Your answer should be an exact copy of the lines from the start of the entries to the line containing "Target: dark green bush", both included.

(Data excerpts)
* * * * * * * * *

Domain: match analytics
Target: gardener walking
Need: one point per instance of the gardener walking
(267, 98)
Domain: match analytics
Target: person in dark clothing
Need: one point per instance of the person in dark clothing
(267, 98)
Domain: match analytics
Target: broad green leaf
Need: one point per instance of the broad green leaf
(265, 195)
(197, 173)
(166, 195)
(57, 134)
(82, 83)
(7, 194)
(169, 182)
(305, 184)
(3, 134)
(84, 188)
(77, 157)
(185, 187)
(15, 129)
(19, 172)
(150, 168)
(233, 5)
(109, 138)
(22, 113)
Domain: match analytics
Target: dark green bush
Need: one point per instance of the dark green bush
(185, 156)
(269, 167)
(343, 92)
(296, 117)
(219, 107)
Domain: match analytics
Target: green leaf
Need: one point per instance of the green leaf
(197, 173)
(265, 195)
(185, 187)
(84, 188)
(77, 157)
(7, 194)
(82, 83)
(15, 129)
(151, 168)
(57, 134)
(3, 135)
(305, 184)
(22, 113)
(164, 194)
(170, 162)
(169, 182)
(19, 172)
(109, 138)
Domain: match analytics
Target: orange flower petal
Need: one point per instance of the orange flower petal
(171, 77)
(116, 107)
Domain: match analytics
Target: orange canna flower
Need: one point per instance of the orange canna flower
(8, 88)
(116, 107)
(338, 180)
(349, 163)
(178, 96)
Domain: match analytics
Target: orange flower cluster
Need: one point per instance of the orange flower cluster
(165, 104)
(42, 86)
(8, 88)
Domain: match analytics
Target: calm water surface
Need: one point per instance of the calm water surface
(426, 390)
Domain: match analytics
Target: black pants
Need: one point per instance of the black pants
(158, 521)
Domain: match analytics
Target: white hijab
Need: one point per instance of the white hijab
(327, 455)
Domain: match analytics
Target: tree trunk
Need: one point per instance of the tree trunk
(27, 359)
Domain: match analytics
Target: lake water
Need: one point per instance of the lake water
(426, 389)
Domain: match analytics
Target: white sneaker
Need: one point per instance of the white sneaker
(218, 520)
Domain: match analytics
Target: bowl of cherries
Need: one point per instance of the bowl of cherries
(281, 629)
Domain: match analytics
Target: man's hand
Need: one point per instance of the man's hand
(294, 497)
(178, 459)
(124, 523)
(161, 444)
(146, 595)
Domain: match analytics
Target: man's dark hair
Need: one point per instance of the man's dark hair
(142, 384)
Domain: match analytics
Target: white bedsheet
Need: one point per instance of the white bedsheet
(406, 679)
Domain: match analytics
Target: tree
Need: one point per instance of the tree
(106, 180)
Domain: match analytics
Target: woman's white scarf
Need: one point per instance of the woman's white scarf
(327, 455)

* * * * * * * * *

■ ANSWER TO THE EXERCISE
Domain: match analytics
Target: gardener walking
Need: one point per instance of the gardener walking
(267, 98)
Domain: match analytics
Target: person in dark clothing
Need: one point per instance of the person in dark clothing
(267, 98)
Domain: match analytics
Target: broad green leaf
Need: one point per instance of the broad green leaf
(265, 195)
(197, 173)
(166, 195)
(57, 134)
(82, 83)
(7, 194)
(169, 182)
(305, 184)
(3, 134)
(84, 188)
(77, 157)
(185, 187)
(15, 129)
(19, 172)
(150, 168)
(233, 5)
(109, 138)
(22, 113)
Domain: match analytics
Target: dark green bush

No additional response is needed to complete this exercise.